**Gestellte Aufgabe 1**
Schreiben Sie aus den Einträgen die Zeilen von der Zeile mit „Pop quiz! Look at the image and find the ford“ bis zur Zeile mit „0, 31, 530, 162“ unverändert ab. Beide Zeilen gehören dazu.

Funde auf Flores: "Hobbit"-Menschen stammen vermutlich vom Homo erectus ab
Die Zwerg-Menschen von der Insel Flores stammen nicht vom modernen Menschen ab. Sie lebten seit mindestens 700.000 Jahren dort - viel länger als bisher gedacht.
Der Fund war eine Sensation. 2003 entdeckten Forscher um den Australier Mike Morwood in der Liang Bua-Höhle auf der indonesischen Insel Flores Knochen, die von einem Zwergenmenschen stammen. Etwa einen Meter groß war er, der „Flores“-Mensch – oder „Hobbit“, wie er auch genannt wird. Vor 18 000 Jahren lebte er dort, nahmen Forscher zunächst an. Einer aktuellen Untersuchung zufolge waren es wohl mindestens 60 000 Jahre. Zwei der größten Fragen konnten die Wissenschaftler bisher aber nicht beantworten: Warum waren die Hobbit-Mensch so klein, und wo kamen sie her?
Neue Funde, von denen Wissenschaftler jetzt im Fachblatt „Nature“ berichten, bringen etwas Klarheit in die Sache. Offenbar lebten die Zwergmenschen bereits seit langem auf der Insel und schrumpften dort aus Mangel an Ressourcen auf Halbmaß. Gert van den Bergh von der australischen Universität Wollongong und Kollegen berufen sich auf das Fragment eines Unterkieferknochens sowie sechs Zähne, die sie rund 70 Kilometer entfernt von der „Hobbit-Höhle“ Liang Bua fanden und den Zwergmenschen von Flores zuordnen. Eine Datierung von Adam Brumm von der Griffith-Universität, ebenfalls in Australien, und seinem Team ergab ein Alter von rund 700 000 Jahren.
Wie die Vorfahren der Hobbits übers Wasser kamen, ist offen
„Die neue Studie belegt eindeutig, dass es sich beim ,Hobbit’ nicht um einen modernen Menschen mit einer Fehlbildung handeln kann, weil es den Homo sapiens vor 700 000 Jahren noch gar nicht gab“, sagt Jean-Jacques Hublin vom Max-Planck-Institut für evolutionäre Anthropologie in Leipzig, der an der Studie nicht beteiligt war. Vermutlich stammen die Vorfahren von der rund 500 Kilometer entfernten Insel Java. „Dort waren die Frühmenschen Homo erectus bereits vor mindestens 1,2 Millionen Jahren aufgetaucht“, sagt Hublin.

**Gezeigte Einträge**
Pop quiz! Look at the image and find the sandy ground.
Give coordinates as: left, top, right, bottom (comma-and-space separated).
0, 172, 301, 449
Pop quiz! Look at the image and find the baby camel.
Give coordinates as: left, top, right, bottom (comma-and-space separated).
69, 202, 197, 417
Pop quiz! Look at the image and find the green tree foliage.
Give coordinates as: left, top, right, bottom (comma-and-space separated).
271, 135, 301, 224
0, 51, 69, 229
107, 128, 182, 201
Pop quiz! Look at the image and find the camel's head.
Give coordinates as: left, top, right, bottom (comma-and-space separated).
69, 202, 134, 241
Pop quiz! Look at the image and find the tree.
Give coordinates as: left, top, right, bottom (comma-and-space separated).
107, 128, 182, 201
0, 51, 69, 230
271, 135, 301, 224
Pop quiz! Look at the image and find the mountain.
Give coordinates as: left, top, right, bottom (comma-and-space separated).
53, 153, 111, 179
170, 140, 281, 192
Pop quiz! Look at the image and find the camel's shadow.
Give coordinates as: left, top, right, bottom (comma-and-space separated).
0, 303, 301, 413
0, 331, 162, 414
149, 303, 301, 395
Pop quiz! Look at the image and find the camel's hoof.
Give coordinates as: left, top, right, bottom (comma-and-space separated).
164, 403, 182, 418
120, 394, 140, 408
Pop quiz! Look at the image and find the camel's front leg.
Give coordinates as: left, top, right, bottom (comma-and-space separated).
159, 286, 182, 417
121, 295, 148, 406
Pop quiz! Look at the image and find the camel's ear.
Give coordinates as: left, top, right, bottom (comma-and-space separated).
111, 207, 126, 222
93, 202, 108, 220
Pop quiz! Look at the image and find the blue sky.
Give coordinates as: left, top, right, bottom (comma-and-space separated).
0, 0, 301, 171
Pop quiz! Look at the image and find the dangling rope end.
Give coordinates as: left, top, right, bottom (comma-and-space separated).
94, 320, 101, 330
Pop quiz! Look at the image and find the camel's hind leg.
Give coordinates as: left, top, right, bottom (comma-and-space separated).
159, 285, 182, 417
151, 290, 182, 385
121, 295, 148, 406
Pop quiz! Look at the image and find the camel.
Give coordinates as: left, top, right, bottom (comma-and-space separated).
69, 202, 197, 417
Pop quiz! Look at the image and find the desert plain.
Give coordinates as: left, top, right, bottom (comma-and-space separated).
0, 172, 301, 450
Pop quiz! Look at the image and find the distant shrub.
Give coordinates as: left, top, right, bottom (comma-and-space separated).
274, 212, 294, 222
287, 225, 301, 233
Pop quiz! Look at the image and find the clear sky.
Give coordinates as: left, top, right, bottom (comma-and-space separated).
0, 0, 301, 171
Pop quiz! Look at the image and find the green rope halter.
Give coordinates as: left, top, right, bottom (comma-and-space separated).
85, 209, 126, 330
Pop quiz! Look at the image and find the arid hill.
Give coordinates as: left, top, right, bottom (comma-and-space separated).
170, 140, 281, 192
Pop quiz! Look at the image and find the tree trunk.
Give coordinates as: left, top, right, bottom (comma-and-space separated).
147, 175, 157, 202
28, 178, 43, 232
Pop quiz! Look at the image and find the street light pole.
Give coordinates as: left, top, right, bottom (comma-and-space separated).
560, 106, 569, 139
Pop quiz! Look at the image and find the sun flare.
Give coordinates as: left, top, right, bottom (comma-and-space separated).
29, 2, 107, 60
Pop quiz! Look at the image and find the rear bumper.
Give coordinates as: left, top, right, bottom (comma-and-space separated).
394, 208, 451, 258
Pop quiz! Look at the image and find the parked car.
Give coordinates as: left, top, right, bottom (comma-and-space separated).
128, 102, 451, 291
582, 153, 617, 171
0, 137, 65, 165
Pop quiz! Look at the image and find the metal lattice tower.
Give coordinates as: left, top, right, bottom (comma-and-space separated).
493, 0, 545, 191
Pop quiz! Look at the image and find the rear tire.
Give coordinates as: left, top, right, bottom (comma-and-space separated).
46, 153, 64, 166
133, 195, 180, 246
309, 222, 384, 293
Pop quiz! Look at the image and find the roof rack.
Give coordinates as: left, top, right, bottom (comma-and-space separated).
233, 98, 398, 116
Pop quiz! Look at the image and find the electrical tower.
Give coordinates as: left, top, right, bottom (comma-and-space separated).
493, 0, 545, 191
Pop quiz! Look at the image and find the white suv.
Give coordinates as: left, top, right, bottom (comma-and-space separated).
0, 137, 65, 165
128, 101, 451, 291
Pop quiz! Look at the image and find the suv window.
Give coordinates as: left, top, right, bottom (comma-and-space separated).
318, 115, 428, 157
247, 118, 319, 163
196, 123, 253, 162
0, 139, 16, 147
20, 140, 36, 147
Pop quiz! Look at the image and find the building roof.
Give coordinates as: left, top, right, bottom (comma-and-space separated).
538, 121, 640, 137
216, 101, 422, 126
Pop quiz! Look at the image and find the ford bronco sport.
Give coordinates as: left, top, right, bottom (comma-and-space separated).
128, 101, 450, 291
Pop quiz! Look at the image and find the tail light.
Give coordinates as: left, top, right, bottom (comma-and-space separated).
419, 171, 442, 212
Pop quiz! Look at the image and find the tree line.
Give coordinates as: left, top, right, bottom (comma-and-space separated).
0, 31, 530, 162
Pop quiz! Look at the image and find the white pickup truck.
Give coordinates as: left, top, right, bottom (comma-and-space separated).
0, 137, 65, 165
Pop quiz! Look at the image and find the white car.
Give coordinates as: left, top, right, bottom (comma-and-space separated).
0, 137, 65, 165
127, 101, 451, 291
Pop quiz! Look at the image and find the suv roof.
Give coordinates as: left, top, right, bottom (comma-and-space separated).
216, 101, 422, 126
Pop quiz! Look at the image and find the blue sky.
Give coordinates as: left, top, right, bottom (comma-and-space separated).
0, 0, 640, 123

**Gestellte Aufgabe 2**
Beantworten Sie anhand des Artikels über den Flores-Menschen folgende Fragen:
(a) In welchem Jahr entdeckten die Forscher um Mike Morwood die Knochen in der Liang Bua-Höhle?
(b) Wie viele Zähne fanden Gert van den Bergh und seine Kollegen neben dem Unterkieferfragment?
(c) Wie weit ist die Insel Java nach dem Text von Flores entfernt?

**Vollständige Antwort 1**
Pop quiz! Look at the image and find the ford bronco sport.
Give coordinates as: left, top, right, bottom (comma-and-space separated).
128, 101, 450, 291
Pop quiz! Look at the image and find the tail light.
Give coordinates as: left, top, right, bottom (comma-and-space separated).
419, 171, 442, 212
Pop quiz! Look at the image and find the tree line.
Give coordinates as: left, top, right, bottom (comma-and-space separated).
0, 31, 530, 162

**Vollständige Antwort 2**
(a) Die Knochen wurden 2003 entdeckt.
(b) Sie fanden sechs Zähne.
(c) Java ist rund 500 Kilometer entfernt.